→ EXERCISE TASKS:
(A) Using the article on toddlers as investigators, answer each question on its own line, marked (i), (ii), (iii):
(i) What does Ana add to the water table for Fiona to explore?
(ii) Who wrote the foundational book Emergent Curriculum?
(iii) According to the reference to Louv, what traits do children who play outdoors regularly show?
(B) Retype the passage of the article on toddlers as investigators, starting with "It is essential" and going on through "for rich learning.", with no changes.
### SOURCE EXTRACT
Toddlers as Investigators

Understanding Emergent Curriculum 

Melissa Pinkham | May 2023

Understanding Toddler’s Inquiry

Two-year-old Fiona is very interested in the small indoor sink that is used for hand washing. Ana, her teacher, observes Fiona’s fascination with bubbles and sponges. Since the sink inside has a specific purpose, Ana redirects Fiona to the water table and adds liquid soap with sponges and dishes for Fiona to explore. Ana is responsive to Fiona’s curiosity and need for autonomy, while at the same time teaching respectful boundaries about the environment.

All toddlers, like Fiona, are fueled by curiosity and full of questions about the world. Toddler programs need to provide many opportunities for inquiry, exploration, and play. Through observation, reflection, interpretation, and planning, teachers can gain an understanding of the children’s curiosities. With this knowledge, educators can thoughtfully plan curriculums and environments that support all the areas of a toddler’s development.

The emergent curriculum provides a method of planning based on children’s inquiries that is particularly sensitive to and respectful of this critical stage of development. Toddlers bring their inquiries and questions to the teachers, which in turn, supports the teachers’ curriculum planning creating a partnership in the learning process.

Partnership in the learning process

Learning Through Play

It is essential for educators to understand the value of play in toddlers’ learning. Play is self-initiated and allows children to be actively engaged, taking charge of their own learning in all domains. As Elizabeth Jones and John Nimmo urged decades ago in their foundational book, Emergent Curriculum, play allows toddlers plenty of active participation with their environment as well as the opportunity to investigate their ideas. (1994). When toddlers play, they make sense of their questions through the physical environment while interacting with objects, often with repetition, to develop an understanding of how things work. They use open-ended materials such as sand, dirt, blocks, and water to find a deeper meaning to their questions. When the materials promote problem solving, imaginative play, scientific inquiry, and sensory exploration, they become resources for rich learning.  

In addition, toddlers learn through their physical bodies by climbing, jumping, running, and other large-motor activities (Maguire-Fong. 2015). Outdoor play supports whole body development. When toddlers play outside, they become inventive, explore the environment at their own pace, and begin the process of taking initiative. Children who play outdoors regularly are more curious, self-directed, and are likely to have longer attention with a task (Louv 2005). 

Play also offers toddlers opportunities for peer scaffolding, in which a more experienced peer supports or extends the knowledge of another. One child might have the language to express an idea to a nonverbal peer, creating a new opportunity for language development. As they play and interact with people in their environment, toddlers learn about interpersonal relationships and begin to understand.
######
### COLLECTED DATA
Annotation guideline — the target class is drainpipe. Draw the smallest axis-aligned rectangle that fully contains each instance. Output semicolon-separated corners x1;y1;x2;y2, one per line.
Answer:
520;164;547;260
######
→ EXPECTED ANSWERS:
(A)
(i) Liquid soap, along with sponges and dishes.
(ii) Elizabeth Jones and John Nimmo.
(iii) They are more curious and self-directed, and they are likely to have longer attention with a task.

(B)
It is essential for educators to understand the value of play in toddlers’ learning. Play is self-initiated and allows children to be actively engaged, taking charge of their own learning in all domains. As Elizabeth Jones and John Nimmo urged decades ago in their foundational book, Emergent Curriculum, play allows toddlers plenty of active participation with their environment as well as the opportunity to investigate their ideas. (1994). When toddlers play, they make sense of their questions through the physical environment while interacting with objects, often with repetition, to develop an understanding of how things work. They use open-ended materials such as sand, dirt, blocks, and water to find a deeper meaning to their questions. When the materials promote problem solving, imaginative play, scientific inquiry, and sensory exploration, they become resources for rich learning.